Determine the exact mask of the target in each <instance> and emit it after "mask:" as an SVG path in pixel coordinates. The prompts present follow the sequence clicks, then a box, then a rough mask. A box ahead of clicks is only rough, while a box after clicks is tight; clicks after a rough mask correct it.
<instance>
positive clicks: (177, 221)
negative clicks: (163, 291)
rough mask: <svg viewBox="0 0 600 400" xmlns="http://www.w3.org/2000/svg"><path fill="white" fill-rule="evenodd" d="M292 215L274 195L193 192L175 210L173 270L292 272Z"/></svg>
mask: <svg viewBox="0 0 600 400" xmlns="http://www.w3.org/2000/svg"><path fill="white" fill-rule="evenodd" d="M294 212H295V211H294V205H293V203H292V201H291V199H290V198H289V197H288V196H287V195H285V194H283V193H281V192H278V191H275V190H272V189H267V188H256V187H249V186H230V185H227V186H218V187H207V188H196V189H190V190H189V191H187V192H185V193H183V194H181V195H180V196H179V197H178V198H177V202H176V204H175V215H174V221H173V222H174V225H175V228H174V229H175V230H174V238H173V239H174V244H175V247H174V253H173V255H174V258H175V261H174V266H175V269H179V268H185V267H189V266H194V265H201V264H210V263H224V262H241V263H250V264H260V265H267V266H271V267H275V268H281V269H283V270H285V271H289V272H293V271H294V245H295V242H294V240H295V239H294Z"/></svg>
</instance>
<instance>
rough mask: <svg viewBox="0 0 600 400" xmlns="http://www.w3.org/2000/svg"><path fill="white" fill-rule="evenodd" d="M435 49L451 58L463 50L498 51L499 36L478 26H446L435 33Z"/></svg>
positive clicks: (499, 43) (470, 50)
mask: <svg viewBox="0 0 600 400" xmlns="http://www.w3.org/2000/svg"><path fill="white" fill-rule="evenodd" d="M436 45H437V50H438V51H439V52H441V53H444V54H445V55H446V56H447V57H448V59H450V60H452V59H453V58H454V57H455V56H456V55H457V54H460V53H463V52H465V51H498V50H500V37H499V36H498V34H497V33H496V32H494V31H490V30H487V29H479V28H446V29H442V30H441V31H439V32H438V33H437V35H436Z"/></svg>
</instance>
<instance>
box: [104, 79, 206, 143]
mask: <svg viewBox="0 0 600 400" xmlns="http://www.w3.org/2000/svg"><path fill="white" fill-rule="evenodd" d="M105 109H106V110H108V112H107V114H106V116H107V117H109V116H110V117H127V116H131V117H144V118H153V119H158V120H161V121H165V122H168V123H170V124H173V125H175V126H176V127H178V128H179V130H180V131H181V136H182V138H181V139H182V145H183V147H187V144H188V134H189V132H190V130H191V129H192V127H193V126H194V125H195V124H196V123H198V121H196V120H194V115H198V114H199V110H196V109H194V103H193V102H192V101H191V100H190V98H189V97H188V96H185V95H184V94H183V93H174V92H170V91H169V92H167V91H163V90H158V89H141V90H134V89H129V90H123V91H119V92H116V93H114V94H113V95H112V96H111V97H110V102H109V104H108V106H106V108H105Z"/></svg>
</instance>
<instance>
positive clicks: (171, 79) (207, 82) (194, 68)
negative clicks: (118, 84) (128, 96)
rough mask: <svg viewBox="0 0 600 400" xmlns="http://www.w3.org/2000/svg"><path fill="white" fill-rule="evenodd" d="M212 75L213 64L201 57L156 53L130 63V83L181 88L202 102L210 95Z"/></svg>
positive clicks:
━━━━
▶ **Work order**: The reply should consist only of the line containing "positive clicks: (171, 79)" and all lines after it in the listing above, reproduced exactly.

▶ **Task result**:
positive clicks: (171, 79) (207, 82) (194, 68)
negative clicks: (118, 84) (128, 96)
rough mask: <svg viewBox="0 0 600 400" xmlns="http://www.w3.org/2000/svg"><path fill="white" fill-rule="evenodd" d="M212 75L213 64L201 57L156 53L130 63V83L181 88L202 102L210 95Z"/></svg>
positive clicks:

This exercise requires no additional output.